*** PROVIDED TEXT

LKML Archive on lore.kernel.org
help / color / mirror / Atom feed
From: "Wei Hu (Xavier)" <xavier.huwei@huawei.com>
To: Jason Gunthorpe <jgg@ziepe.ca>
Cc: <dledford@redhat.com>, <linux-rdma@vger.kernel.org>,
	<linux-kernel@vger.kernel.org>, <xavier.huwei@tom.com>,
	<lijun_nudt@163.com>
Subject: Re: [PATCH rdma-next 4/5] RDMA/hns: Add reset process for RoCE in hip08
Date: Fri, 18 May 2018 15:23:00 +0800	[thread overview]
Message-ID: <5AFE7F54.9030201@huawei.com> (raw)

******
*** COLLECTED DATA

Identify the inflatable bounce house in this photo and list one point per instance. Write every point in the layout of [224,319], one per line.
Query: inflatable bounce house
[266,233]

******

DESCRIPTION OF THE TASK.
Answer these questions using the email header above:
1. To whom is the message addressed in its "To" field?
2. On what date was the message sent?
3. Which number does this patch have in its series, and how many patches does the series hold?

RESULT.
1. Jason Gunthorpe
2. Friday, May 18, 2018
3. It is patch 4 of a series of 5.